» **SUPPLIED INFORMATION**:

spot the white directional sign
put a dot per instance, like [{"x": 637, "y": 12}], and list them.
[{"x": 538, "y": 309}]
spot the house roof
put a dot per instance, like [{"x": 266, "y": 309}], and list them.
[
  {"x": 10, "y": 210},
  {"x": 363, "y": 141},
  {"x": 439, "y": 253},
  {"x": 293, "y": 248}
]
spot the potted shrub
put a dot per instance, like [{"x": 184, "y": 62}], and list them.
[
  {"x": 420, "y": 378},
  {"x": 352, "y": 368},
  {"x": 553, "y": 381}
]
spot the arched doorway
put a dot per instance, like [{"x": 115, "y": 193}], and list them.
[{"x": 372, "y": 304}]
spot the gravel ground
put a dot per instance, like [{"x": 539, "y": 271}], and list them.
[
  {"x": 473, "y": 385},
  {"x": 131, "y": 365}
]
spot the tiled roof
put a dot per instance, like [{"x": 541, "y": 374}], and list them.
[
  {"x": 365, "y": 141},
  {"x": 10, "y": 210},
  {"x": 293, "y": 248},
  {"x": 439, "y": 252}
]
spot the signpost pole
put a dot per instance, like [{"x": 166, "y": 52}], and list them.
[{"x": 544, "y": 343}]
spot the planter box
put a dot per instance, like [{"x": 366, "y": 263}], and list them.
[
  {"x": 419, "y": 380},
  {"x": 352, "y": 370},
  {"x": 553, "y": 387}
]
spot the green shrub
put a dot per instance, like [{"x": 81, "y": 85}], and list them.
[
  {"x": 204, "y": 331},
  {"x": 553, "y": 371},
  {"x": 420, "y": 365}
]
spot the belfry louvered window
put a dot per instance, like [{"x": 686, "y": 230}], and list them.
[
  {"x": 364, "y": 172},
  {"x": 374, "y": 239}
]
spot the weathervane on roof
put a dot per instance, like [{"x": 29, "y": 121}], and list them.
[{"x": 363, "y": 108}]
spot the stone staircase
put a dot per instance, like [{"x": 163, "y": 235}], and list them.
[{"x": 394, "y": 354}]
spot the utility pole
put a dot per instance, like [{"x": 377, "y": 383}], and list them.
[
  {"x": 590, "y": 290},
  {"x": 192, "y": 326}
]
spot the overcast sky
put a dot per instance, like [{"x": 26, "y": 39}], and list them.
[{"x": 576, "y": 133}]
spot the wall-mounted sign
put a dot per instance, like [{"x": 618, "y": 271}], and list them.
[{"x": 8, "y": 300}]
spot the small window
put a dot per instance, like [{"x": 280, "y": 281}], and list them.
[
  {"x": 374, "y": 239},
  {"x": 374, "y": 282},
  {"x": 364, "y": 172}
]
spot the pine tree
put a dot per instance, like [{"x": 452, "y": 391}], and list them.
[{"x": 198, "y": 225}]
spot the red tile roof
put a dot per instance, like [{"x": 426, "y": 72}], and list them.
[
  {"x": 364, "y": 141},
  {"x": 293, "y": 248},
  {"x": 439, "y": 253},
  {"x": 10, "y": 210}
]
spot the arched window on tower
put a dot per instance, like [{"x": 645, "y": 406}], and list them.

» **WHAT IS NEEDED**: Rewrite the rows from the line containing "spot the utility pole" through the end of the rows, requests included. Scale every x and y coordinate in the answers by 0.75 and round each result to a whole number, with halves rounded up; keep the sample coordinates in the requests as they are, and output only these lines.

» **RESULT OF THE TASK**:
spot the utility pole
put a dot per instance, like [{"x": 377, "y": 383}], and list them.
[
  {"x": 443, "y": 218},
  {"x": 144, "y": 245}
]
spot the overcast sky
put a dot per instance, like [{"x": 26, "y": 39}], and list them.
[{"x": 432, "y": 100}]
spot the wall-mounted sign
put a dot per instance, like [{"x": 618, "y": 271}], and list them.
[{"x": 6, "y": 225}]
spot the small window
put a dot per instance, like [{"x": 280, "y": 281}], and list them.
[
  {"x": 281, "y": 179},
  {"x": 281, "y": 212},
  {"x": 273, "y": 129}
]
spot the pine tree
put a dot per instance, like [{"x": 452, "y": 391}], and list them.
[{"x": 149, "y": 169}]
spot the red tile roof
put a dot per instance, like [{"x": 426, "y": 72}], and list them.
[
  {"x": 273, "y": 106},
  {"x": 220, "y": 186},
  {"x": 329, "y": 190},
  {"x": 8, "y": 158}
]
spot the arched window on tower
put a dot per instance, like [{"x": 645, "y": 406}], and list them.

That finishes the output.